● What to produce
If a picture appears in the records, skip it; copy everything else exactly.

● The input

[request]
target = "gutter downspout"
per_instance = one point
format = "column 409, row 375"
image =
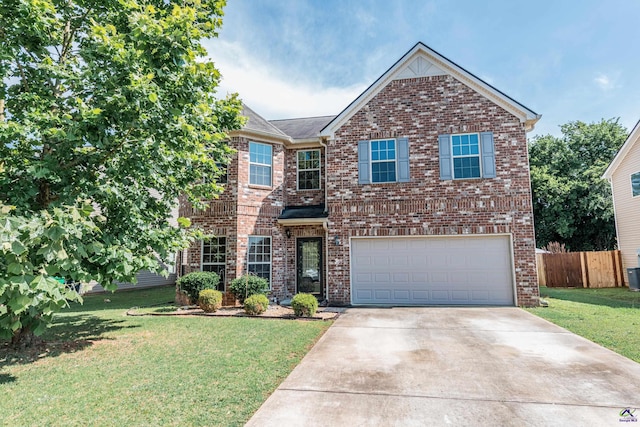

● Answer for the task
[request]
target = "gutter downspout"
per_instance = one point
format = "column 409, row 375"
image =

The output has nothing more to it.